Jose del Peso wrote:
> Dear all,
>
> I have tried to submit a job this morning and it failed. The following
> output
> is obtained:
>
> _________________________________________________________
>
> [delpeso@grid010 atlas-simula]$ edg-job-submit --vo atlas testJob_SW.jdl
>
> Selected Virtual Organisation name (from --vo option): atlas
> Connecting to host lxn1188.cern.ch, port 7772
> Logging to host lxn1188.cern.ch, port 9002
> **** Error: API_NATIVE_ERROR ****
> Error while calling the "edg_wll_RegisterJobSync" native api
> Unable to Register the Job:
> https://lxn1188.cern.ch:9000/XN2EtYRRsFLZ-Tsan94D7w
> to the LB logger at: lxn1188.cern.ch:9002
> SSL Error (sslv3 alert handshake failure)
Indeed, it was an error that is new to us: the edg-wl-logd somehow got
an invalid proxy at the time its proxy file was renewed at 08:26.

- EXTRACTED ENTRIES
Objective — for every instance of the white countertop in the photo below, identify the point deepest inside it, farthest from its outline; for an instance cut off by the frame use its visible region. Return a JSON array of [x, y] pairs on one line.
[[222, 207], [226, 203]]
* * *
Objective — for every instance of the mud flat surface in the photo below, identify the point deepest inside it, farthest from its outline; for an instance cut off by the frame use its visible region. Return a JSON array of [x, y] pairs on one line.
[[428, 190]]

- GIVEN INSTRUCTION A
In the job submission error thread, at what time was the proxy file of edg-wl-logd renewed?
- GIVEN INSTRUCTION B
List every distinct port number that appears in the job submission error thread.
- GIVEN INSTRUCTION C
Carry on writing the job submission error thread from its last sentence.

- EXERCISE ANSWER A
08:26

- EXERCISE ANSWER B
7772, 9002, 9000

- EXERCISE ANSWER C
Exactly 6 hours later the problem went away as the proxy was again renewed.
Unfortunately we did not catch the very proxy used during those 6 hours,
but we did change two things:
- the renewal job now runs every 5 minutes;
- it copies each proxy to an area for later analysis.
The RB uses a disk server to hold most of the WP1 state information,
which means the proxy happens to sit on an NFS; we have had problems
with a few other state files when they were on an NFS, but not with
any of the service proxies. We looked into the code and did not yet
see how it might fail in this respect.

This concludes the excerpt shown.